Task description
Retype exactly, and only, the lines from the one that contains "# shape of each answer: point(459, 297)" through the final line of the entries.

[Items from a data source]
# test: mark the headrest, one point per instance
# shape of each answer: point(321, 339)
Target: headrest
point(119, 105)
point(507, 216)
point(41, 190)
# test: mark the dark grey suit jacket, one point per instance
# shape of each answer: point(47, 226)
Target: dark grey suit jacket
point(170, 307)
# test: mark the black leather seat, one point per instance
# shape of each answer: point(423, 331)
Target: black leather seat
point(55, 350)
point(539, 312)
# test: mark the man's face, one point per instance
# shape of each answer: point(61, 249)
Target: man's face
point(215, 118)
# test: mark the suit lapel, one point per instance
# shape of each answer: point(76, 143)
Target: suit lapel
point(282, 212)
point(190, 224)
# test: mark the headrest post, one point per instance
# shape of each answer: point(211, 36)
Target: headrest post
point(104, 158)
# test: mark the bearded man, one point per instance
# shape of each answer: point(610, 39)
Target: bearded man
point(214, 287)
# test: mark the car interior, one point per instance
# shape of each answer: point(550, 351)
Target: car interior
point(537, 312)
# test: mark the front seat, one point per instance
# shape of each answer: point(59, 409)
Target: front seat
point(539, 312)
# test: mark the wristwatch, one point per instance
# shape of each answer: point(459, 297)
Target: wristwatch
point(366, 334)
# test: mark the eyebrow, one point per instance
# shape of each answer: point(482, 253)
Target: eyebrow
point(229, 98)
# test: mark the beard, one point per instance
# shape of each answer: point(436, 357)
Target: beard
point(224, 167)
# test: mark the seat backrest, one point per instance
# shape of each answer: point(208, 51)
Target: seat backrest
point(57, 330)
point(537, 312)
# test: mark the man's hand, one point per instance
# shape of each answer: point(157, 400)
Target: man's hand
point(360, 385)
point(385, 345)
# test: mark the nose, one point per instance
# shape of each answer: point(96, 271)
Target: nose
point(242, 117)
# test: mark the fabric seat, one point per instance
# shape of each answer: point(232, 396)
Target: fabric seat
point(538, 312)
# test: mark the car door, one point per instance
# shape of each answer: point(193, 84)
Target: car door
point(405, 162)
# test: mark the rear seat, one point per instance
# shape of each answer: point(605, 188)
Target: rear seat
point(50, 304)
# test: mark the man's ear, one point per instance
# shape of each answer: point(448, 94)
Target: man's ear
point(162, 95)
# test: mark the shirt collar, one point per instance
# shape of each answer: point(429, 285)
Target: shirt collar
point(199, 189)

Answer below
# shape of each answer: point(459, 297)
Target: wristwatch
point(366, 334)
# test: mark the eyebrow, one point per instance
# shape of each answer: point(482, 253)
Target: eyebrow
point(229, 98)
# test: mark the beard, one point per instance
# shape of each answer: point(436, 357)
Target: beard
point(224, 167)
# test: mark the seat backrest, one point per instance
# shape of each answer: point(208, 51)
Target: seat backrest
point(57, 330)
point(537, 312)
# test: mark the man's hand, one point per instance
# shape of each answer: point(157, 400)
Target: man's hand
point(360, 385)
point(385, 345)
# test: mark the nose, one point per instance
# shape of each answer: point(96, 271)
Target: nose
point(242, 117)
# test: mark the fabric seat, one point per instance
# shape of each answer: point(232, 396)
Target: fabric seat
point(538, 312)
# test: mark the car door, one point per instance
# shape of each answer: point(193, 84)
Target: car door
point(405, 162)
# test: mark the rear seat, one point per instance
# shape of each answer: point(605, 188)
Target: rear seat
point(50, 304)
# test: mark the man's ear, one point per instance
# shape of each answer: point(448, 94)
Target: man's ear
point(162, 95)
# test: mark the shirt collar, one point per instance
# shape of each answer: point(429, 285)
Target: shirt collar
point(199, 189)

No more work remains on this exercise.